* Start SUPPLIED INFORMATION *

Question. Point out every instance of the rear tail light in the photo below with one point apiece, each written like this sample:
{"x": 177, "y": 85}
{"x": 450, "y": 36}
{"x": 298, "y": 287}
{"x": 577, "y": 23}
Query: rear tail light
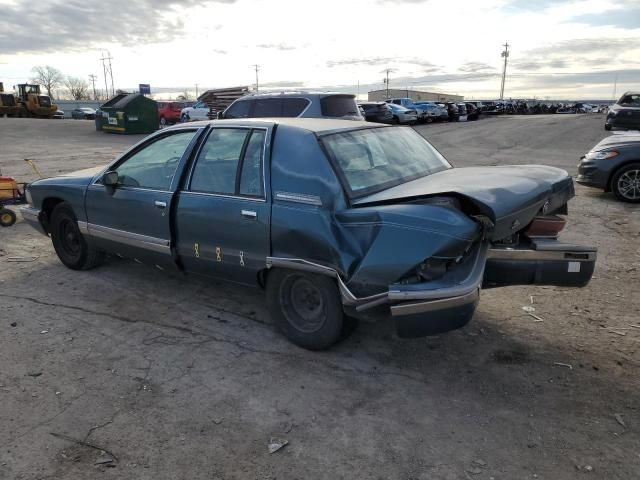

* End SUPPLIED INFORMATION *

INSTRUCTIONS FOR THE TASK
Copy the listing above line for line, leaving out any pictures.

RESPONSE FOR THIS EXERCISE
Question. Point out every instance of the rear tail light in the photo below with one point apiece, each written like this sample:
{"x": 177, "y": 85}
{"x": 450, "y": 36}
{"x": 298, "y": 287}
{"x": 577, "y": 23}
Query: rear tail light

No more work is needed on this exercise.